### Task to carry out:
Return the records below verbatim, from the line containing "locate the area" up to and including the final line of the records.

### The records:
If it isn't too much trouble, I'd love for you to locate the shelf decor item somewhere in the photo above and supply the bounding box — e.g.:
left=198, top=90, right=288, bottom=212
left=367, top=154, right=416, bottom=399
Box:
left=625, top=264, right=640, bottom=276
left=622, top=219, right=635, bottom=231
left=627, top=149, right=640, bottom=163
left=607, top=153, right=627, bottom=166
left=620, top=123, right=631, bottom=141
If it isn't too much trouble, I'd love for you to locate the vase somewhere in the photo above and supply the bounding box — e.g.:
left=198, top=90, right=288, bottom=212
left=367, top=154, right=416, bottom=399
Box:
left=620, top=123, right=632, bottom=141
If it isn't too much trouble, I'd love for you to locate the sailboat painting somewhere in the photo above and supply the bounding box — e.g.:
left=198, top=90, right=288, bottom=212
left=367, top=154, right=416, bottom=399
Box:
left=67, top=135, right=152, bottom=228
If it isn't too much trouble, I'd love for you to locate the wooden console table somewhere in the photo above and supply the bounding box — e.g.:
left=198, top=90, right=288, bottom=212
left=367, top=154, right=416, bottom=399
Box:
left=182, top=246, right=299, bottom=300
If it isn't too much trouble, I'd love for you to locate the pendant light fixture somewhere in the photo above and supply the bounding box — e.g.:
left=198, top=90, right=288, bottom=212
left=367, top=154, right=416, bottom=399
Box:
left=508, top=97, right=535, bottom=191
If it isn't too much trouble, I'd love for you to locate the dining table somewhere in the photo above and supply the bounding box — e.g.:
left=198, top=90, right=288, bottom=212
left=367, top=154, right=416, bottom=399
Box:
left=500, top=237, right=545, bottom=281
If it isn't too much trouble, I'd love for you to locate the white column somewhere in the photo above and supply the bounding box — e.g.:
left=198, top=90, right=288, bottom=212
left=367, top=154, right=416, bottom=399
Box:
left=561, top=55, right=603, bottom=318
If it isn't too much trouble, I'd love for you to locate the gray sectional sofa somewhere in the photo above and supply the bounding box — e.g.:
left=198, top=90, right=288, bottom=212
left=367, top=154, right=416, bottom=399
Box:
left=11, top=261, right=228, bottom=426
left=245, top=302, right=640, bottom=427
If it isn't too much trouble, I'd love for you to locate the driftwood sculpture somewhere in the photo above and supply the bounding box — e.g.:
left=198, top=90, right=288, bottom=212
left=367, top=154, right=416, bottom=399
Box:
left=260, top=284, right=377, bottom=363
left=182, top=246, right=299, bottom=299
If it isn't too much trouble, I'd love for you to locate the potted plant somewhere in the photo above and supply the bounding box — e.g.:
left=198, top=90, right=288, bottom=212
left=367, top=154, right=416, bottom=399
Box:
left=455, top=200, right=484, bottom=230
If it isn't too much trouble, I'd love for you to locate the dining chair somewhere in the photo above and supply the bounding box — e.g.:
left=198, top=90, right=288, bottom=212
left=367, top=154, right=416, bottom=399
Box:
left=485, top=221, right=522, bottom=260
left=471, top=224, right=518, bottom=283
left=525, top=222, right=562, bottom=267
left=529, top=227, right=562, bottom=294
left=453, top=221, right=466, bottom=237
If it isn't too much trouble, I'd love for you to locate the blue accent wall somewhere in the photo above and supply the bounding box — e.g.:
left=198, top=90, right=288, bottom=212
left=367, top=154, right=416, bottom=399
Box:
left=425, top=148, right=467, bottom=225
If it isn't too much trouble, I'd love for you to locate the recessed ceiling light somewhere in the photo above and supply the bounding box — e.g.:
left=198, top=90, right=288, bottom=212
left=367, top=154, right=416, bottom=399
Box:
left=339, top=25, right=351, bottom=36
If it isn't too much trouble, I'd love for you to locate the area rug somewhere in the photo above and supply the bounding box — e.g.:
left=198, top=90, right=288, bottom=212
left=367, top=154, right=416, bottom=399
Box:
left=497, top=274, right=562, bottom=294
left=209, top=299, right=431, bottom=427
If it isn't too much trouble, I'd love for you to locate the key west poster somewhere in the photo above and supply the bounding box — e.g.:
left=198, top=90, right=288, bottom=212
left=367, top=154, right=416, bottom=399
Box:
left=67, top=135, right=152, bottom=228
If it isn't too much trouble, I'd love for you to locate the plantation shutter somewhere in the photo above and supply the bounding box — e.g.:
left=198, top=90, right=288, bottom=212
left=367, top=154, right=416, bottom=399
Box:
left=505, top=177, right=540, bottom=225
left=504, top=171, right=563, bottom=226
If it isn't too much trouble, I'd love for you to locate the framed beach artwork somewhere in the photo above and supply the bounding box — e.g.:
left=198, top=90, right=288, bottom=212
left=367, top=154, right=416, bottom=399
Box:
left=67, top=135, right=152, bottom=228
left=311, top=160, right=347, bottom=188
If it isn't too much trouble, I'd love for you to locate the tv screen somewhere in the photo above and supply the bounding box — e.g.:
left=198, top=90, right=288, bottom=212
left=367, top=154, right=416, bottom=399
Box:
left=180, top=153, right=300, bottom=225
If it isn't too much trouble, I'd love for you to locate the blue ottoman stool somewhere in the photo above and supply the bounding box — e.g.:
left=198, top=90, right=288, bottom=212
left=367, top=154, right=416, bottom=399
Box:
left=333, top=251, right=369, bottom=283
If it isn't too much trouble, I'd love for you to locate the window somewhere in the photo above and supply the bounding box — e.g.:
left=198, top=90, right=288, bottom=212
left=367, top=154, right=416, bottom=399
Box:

### Result for this task:
If it isn't too much trouble, I'd love for you to locate the area rug somewhere in the photo above and supply the bounding box — e.g.:
left=198, top=90, right=288, bottom=212
left=367, top=154, right=416, bottom=399
Box:
left=497, top=274, right=562, bottom=294
left=209, top=299, right=431, bottom=427
If it isn't too much trouble, I'd love for you to locate the key west poster somewhere in the photo above and supply the bounding box — e.g.:
left=198, top=90, right=288, bottom=212
left=367, top=154, right=416, bottom=399
Box:
left=67, top=135, right=152, bottom=228
If it isn't too much trouble, I'd love for you to locate the plantation shutter somewhere in the photo above and supply the bounding box — e.g.:
left=198, top=90, right=288, bottom=212
left=367, top=154, right=416, bottom=399
Box:
left=505, top=177, right=540, bottom=225
left=504, top=171, right=563, bottom=226
If it isn't too much trouble, I'd love for you to locate the framed beach artwork somewhere in the photo above and supply the bounding box — e.g.:
left=198, top=90, right=288, bottom=212
left=367, top=154, right=416, bottom=399
Box:
left=67, top=135, right=152, bottom=228
left=311, top=160, right=347, bottom=188
If it isn't too much trouble, I'd love for you to locate the tv screen somewhere in the photo above and supply the bounding box — e.g.:
left=198, top=90, right=288, bottom=212
left=367, top=154, right=416, bottom=399
Box:
left=180, top=153, right=300, bottom=225
If it isn't too much trouble, I'd love for you to locate the blue ottoman stool somewhere in the photo above and supply the bounding box — e.g.:
left=198, top=90, right=288, bottom=212
left=367, top=154, right=416, bottom=399
Box:
left=333, top=251, right=369, bottom=283
If it isn't too much trouble, I'd love for you to locate the window somewhere in the photo above and supply the bounding box — e.g.:
left=198, top=90, right=288, bottom=212
left=367, top=154, right=416, bottom=399
Box:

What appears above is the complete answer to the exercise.